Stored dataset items
↓

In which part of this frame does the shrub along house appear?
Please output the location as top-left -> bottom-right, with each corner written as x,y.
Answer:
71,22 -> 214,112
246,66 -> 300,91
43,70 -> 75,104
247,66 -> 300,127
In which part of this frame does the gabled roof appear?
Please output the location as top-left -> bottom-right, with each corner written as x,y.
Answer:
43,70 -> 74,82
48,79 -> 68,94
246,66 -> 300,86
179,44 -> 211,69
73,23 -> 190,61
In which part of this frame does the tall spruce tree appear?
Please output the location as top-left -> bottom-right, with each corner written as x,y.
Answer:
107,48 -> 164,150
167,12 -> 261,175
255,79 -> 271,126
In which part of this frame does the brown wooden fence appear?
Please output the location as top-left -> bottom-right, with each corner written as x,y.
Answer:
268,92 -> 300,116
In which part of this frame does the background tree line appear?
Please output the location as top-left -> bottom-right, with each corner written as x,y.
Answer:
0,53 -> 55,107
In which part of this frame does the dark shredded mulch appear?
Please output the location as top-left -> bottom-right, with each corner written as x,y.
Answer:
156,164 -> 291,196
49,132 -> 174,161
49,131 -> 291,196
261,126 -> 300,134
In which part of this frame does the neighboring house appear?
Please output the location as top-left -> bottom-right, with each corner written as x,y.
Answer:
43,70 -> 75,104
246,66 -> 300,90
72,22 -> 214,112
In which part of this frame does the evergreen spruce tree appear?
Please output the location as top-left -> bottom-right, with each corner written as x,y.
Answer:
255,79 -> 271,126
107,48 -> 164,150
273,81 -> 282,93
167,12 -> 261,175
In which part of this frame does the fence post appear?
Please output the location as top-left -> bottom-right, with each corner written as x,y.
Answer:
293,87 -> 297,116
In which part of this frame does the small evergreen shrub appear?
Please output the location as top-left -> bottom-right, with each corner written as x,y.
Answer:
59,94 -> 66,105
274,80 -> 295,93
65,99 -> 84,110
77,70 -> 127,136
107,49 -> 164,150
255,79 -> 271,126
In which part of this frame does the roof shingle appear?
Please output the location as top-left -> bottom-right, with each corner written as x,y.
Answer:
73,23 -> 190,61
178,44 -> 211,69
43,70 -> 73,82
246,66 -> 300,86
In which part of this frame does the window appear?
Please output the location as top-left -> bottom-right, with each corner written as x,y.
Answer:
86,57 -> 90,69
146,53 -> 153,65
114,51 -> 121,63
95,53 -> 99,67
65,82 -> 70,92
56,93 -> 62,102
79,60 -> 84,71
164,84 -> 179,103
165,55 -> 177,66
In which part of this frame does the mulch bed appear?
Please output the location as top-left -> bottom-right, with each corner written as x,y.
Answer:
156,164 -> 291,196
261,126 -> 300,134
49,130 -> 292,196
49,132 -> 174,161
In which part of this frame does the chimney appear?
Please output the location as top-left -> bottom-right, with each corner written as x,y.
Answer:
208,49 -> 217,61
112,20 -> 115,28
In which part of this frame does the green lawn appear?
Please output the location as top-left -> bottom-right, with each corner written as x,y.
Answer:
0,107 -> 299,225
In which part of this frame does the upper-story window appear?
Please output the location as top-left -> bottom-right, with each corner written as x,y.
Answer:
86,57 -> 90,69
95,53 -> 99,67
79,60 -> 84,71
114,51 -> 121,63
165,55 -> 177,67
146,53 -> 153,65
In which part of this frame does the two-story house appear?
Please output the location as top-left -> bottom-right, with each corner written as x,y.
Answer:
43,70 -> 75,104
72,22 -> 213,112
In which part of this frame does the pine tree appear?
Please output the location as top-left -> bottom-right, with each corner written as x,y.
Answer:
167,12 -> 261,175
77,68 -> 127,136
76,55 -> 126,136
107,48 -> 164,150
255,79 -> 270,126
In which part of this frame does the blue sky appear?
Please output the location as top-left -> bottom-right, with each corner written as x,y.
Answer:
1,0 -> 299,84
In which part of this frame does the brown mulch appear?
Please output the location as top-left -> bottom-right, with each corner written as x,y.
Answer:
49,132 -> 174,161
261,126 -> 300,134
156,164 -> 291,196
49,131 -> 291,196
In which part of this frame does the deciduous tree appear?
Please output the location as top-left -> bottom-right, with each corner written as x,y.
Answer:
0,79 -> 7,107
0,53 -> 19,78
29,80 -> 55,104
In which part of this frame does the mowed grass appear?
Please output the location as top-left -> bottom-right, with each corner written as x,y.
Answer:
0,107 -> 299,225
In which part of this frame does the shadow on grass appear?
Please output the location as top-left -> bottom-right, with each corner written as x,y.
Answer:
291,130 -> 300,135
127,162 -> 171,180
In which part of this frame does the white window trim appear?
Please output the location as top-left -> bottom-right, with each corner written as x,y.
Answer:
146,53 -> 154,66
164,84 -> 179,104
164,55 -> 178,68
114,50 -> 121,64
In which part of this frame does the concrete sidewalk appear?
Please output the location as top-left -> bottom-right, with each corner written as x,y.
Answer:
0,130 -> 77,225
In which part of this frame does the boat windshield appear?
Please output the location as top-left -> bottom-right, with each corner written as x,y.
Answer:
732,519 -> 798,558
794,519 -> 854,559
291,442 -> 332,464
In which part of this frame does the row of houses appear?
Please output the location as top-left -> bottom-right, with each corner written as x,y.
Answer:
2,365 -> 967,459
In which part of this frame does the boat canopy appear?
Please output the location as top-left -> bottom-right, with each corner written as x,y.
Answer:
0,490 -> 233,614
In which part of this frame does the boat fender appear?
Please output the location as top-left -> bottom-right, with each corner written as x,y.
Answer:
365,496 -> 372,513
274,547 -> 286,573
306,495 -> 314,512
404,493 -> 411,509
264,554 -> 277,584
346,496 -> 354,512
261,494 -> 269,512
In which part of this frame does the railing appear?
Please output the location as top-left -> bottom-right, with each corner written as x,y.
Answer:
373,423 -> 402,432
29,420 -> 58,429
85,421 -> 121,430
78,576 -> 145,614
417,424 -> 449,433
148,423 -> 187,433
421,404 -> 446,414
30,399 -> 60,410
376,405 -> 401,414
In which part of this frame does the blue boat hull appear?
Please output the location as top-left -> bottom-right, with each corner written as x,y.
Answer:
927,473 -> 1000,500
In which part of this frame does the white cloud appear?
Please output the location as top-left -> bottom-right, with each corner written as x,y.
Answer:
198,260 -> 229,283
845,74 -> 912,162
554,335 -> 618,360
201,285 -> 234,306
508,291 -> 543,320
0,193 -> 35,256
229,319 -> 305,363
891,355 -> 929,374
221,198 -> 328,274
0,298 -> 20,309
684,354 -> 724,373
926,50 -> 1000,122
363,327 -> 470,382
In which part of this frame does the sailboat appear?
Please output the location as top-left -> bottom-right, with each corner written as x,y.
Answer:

↑

● **Work instructions**
Bring together all lines of the entries above in which the string "roof" occurs.

● **Solution to the problem**
In which part of this frame does the gabled roof appear?
In which part of this frame does the roof shingle appear?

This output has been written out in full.